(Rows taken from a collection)
[START]
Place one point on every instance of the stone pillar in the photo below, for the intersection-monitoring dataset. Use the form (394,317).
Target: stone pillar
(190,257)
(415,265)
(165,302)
[END]
*BRIEF*: Write out the rows again, swapping every "stone pillar" for "concrete post" and leaving everything else the same.

*OUTPUT FOR THIS TASK*:
Place one point on every instance of the concrete post in the photo below, for the intersection-monitoring dataset. Use the form (394,317).
Target: concrete post
(190,257)
(415,265)
(165,302)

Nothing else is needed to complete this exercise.